• **TEXT PASSAGE**
_ _ _ _ _

The Competition & Markets Authority (CMA) is the independent competition regulator in the UK. Its main mission is to prevent anti-competitive behaviour and guarantee that UK markets – and ultimately the economy – work to benefit the wider public and the businesses that serve them.
The CMA began operating in 2014, after a merger of the Office of Fair Trading and the Competition Commission, allowing better cooperation between the two fields and setting up a single, more powerful competition watchdog. It was established through the Enterprise and Regulatory Reform Act 2013 and received royal assent in April 2013.
What does the CMA do?
To fulfil its primary mission of ensuring fair markets in the UK, the CMA is responsible for monitoring businesses large and small. The watchdog typically reviews potential mergers – and even entire markets if necessary – to ensure competition is not unfairly or detrimentally reduced.
The regulator also has control over market prices, notably through the conduction of regulatory appeals and actions against anti-competitive behaviour such as monopolisation, exclusive dealing (when dominant companies require buyers to deal exclusively with them) or bid rigging (when competing parties coordinate bids to create an artificial increase in prices). As an independent body, the CMA is in charge of holding the government and other regulators accountable for using competition effectively and fairly.
The CMA also operates as a baseline for guidance or counsel for people and businesses, providing information about competition and consumer law. It offers technical advice and knowledge about the UK internal market and government subsidies through two of its constituting units: the Office for the Internal Market and the Subsidy Advice Unit.
Disruptions in the tech sector
The independent authority played a significant – and often controversial – role in recent years and surprised industries in more than one instance. The Microsoft/Activision case has been particularly contested, as the regulator unexpectedly blocked the multi-billion deal for several months to rule out a potential monopoly on the gaming market. However, in October 2023, the deal was restructured. Microsoft bought the gaming company for $69bn, although it had to sell Activision Blizzard’s game streaming rights to Ubisoft to pass CMA checks.

_ _ _ _ _

• **ENTRIES**
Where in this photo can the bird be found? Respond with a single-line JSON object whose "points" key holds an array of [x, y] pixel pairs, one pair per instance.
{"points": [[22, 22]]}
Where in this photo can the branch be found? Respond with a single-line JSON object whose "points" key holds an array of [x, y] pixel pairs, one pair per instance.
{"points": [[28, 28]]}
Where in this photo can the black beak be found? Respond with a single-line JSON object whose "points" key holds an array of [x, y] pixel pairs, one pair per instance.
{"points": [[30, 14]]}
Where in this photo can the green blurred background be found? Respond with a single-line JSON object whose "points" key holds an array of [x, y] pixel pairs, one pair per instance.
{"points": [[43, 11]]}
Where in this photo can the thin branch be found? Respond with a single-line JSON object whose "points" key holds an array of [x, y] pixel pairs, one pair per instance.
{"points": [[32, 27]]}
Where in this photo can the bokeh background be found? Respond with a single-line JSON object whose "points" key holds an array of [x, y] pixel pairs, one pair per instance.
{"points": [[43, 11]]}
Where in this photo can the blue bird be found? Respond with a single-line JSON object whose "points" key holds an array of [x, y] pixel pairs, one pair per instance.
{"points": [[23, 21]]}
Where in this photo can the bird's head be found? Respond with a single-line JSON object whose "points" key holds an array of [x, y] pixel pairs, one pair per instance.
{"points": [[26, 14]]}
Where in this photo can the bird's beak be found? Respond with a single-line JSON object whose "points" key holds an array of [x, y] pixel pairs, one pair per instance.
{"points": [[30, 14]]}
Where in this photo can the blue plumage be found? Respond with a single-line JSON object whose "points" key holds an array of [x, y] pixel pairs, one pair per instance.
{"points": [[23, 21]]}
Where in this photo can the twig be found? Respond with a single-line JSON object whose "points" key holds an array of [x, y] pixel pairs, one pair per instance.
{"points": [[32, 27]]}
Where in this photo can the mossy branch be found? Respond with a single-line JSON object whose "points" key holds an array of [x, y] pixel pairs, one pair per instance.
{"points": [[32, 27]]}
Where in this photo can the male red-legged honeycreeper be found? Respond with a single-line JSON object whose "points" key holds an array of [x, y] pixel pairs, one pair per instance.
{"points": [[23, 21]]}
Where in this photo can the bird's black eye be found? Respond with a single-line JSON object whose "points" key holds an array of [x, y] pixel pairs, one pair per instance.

_ _ _ _ _

• **PROBLEMS**
(a) Copy out the stretch of the text on the Competition & Markets Authority from "The Competition &" through "that serve them." word for word.
(b) Answer these questions using the text on the Competition & Markets Authority:
(i) In what year did the CMA begin operating?
(ii) Which two units of the CMA give advice about the UK internal market and government subsidies?
(iii) To which company did Microsoft have to sell Activision Blizzard's game streaming rights?
(c) Continue the text on the Competition & Markets Authority, starting after its last sentence.

• **RESULTS OF THE EXERCISE**
(a)
The Competition & Markets Authority (CMA) is the independent competition regulator in the UK. Its main mission is to prevent anti-competitive behaviour and guarantee that UK markets – and ultimately the economy – work to benefit the wider public and the businesses that serve them.

(b)
(i) 2014
(ii) The Office for the Internal Market and the Subsidy Advice Unit
(iii) Ubisoft

(c)
This Microsoft/Activision case occurred only a few months after another heated saga, this time between Giphy, Meta and Shutterstock. In 2022, the CMA ruled that tech giant Meta buying the gif platform Giphy was an antitrust issue, prompting Meta to sell Giphy to the stock image service Shutterstock in May 2023. This move resulted in a $210 million loss for the owner of Facebook.
In both cases, some have found the role of the CMA to be overly challenging and restrictive when it comes to approving deals, especially in comparison to its European equivalent, the European Commission. During the Microsoft/Activision case, for example, the CMA was considerably more strict than the European Commission, which gave early approval while the CMA issued formal challenges and imposed stricter conditions. Vittorio Colao, the former CEO of Vodafone, told the Financial Times “it’s clear that Europe is trying to take the [position of] fairness while the CMA is a bit more unpredictable.”
More recently, however, the European Commission and the CMA expressed similar concerns about threats to competition over an acquisition deal that saw Adobe proposing $20bn to buy digital design rival Figma. Following the two regulators’ unified opposition to the deal, the bid was dropped leaving both parties “disappointed”, Tech Monitor reported in December.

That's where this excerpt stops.